THE PROBLEM:
Set down the line that contains "Target: dome" and every line after it to the end of the entries, exactly as they stand and nothing more.

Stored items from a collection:
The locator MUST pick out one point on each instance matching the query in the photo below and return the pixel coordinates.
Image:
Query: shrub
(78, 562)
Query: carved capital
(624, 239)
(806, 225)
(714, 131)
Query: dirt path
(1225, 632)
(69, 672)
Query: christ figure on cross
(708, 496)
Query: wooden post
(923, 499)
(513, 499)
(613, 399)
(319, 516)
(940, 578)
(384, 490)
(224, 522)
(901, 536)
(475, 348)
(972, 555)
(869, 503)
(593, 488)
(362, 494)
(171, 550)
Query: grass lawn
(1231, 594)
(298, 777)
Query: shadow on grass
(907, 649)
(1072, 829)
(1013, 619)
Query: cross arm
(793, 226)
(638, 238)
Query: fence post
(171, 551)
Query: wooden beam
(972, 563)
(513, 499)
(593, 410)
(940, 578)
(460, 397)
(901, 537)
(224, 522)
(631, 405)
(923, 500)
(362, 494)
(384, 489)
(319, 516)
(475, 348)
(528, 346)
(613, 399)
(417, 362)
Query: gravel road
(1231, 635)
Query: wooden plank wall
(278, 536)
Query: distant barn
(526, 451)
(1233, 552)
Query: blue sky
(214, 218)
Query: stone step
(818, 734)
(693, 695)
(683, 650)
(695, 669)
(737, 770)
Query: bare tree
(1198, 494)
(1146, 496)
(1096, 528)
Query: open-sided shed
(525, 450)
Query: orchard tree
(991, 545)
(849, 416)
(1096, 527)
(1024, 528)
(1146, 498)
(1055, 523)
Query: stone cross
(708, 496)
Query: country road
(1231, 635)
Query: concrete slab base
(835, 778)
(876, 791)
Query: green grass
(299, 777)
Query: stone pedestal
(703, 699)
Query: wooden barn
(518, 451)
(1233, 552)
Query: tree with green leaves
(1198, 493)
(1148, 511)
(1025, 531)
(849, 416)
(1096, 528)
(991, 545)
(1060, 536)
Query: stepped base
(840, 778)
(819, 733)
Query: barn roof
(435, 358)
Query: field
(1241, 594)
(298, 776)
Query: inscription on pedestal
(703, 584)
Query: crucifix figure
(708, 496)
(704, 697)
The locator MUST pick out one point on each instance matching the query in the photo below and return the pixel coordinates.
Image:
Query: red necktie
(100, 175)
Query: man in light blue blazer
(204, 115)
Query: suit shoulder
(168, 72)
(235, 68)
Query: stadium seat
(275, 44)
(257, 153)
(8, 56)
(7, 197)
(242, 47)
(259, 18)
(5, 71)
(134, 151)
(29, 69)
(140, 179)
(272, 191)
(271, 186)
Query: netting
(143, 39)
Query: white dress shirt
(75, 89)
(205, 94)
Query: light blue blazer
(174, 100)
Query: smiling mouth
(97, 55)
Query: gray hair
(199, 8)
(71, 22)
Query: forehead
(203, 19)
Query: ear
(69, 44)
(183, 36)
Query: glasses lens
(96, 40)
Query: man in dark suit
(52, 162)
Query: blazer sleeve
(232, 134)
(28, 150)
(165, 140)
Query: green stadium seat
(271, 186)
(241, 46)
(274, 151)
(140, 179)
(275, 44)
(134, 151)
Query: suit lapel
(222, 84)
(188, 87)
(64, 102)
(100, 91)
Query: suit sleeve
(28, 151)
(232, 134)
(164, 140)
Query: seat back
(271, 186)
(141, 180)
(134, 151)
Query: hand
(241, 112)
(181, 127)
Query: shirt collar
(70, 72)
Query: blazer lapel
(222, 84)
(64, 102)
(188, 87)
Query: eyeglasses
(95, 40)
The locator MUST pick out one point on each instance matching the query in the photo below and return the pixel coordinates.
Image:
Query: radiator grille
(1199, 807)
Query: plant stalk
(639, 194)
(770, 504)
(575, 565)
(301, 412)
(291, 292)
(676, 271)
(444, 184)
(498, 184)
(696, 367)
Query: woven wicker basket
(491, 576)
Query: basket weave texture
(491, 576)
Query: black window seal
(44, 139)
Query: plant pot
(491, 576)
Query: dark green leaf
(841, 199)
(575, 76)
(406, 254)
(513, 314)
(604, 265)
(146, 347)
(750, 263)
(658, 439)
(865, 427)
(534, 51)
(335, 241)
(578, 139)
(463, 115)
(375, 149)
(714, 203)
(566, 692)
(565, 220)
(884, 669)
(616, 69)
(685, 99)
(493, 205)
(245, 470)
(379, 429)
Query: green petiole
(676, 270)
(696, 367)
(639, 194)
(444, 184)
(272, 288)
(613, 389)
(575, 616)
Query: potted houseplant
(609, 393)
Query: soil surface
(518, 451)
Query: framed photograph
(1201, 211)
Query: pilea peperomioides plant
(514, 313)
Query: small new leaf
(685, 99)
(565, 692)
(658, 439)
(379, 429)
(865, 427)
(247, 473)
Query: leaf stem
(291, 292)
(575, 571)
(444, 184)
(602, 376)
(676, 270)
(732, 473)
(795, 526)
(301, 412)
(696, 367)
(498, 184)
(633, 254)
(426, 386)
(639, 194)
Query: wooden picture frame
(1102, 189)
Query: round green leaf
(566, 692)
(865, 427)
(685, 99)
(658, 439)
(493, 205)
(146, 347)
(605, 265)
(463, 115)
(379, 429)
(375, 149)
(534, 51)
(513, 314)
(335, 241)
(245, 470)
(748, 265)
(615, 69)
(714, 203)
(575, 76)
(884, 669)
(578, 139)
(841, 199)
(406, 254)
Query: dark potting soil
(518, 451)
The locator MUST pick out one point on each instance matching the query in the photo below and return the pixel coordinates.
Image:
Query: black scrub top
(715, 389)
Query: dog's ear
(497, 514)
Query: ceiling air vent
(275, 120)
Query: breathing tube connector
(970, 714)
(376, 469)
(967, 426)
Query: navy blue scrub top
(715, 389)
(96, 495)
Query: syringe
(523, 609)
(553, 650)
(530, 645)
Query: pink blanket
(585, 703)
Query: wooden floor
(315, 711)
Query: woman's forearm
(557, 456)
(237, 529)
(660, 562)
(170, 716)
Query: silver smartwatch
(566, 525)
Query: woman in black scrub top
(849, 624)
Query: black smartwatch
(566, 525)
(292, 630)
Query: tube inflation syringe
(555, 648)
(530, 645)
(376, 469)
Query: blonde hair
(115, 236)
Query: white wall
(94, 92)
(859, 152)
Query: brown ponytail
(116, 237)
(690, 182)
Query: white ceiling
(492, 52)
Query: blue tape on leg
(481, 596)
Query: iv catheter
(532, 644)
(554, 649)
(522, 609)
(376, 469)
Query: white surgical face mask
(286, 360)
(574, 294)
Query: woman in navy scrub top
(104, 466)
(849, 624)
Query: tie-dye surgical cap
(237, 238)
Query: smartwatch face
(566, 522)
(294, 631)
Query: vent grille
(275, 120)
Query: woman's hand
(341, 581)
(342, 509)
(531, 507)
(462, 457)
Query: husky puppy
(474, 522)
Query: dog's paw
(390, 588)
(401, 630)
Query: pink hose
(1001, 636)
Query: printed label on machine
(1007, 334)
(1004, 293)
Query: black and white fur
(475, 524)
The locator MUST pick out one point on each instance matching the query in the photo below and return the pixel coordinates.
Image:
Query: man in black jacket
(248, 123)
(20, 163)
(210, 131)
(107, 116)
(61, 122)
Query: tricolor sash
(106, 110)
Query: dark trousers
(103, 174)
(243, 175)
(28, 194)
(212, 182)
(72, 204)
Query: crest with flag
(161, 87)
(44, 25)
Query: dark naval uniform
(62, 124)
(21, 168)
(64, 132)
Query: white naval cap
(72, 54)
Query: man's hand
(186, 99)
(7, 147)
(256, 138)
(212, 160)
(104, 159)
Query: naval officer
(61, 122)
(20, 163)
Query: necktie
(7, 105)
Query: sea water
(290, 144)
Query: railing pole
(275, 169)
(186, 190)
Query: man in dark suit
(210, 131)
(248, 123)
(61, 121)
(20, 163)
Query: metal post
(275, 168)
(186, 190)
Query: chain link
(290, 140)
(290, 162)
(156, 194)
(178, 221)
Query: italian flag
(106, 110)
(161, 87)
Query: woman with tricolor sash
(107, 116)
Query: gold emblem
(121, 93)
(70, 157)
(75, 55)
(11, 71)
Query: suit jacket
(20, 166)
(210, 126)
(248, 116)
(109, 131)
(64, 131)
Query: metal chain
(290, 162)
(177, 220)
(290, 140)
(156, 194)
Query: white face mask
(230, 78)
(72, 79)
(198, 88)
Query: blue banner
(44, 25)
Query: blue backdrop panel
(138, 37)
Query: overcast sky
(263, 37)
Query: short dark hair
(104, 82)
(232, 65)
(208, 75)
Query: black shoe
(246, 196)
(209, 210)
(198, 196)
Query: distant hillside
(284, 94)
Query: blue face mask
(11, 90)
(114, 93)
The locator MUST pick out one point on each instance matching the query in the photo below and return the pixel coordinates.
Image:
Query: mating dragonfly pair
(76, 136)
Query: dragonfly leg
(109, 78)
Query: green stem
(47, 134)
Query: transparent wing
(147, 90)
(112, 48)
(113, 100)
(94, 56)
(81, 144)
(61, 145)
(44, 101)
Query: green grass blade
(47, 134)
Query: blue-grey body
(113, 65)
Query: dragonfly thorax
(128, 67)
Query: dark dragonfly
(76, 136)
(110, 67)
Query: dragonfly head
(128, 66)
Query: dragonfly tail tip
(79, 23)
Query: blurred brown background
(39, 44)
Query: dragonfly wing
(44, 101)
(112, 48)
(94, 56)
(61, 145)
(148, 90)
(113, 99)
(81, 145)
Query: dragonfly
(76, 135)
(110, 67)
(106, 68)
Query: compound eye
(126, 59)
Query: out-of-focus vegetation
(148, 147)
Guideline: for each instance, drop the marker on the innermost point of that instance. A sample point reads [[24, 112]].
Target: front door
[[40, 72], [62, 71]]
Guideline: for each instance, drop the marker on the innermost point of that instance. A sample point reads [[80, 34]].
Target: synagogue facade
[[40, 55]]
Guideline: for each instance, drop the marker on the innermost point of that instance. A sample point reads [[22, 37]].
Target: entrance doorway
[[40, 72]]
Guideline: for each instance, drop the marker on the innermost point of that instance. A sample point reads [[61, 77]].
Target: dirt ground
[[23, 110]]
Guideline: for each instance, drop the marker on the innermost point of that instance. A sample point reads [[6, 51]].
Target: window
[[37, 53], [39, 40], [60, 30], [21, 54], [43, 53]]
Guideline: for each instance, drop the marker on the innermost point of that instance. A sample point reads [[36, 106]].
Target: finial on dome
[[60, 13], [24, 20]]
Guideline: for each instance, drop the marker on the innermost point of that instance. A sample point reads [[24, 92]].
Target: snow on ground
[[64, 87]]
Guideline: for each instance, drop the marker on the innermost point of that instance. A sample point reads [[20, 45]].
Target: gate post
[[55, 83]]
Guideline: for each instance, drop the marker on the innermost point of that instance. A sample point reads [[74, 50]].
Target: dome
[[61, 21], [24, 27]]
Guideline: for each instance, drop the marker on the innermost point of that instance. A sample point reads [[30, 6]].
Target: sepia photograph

SOLUTION FOR THIS EXERCISE:
Target: dome
[[61, 21], [24, 27]]
Guideline: for each instance, drop the marker on the innermost point of that instance. A sample point reads [[30, 6]].
Target: sepia photograph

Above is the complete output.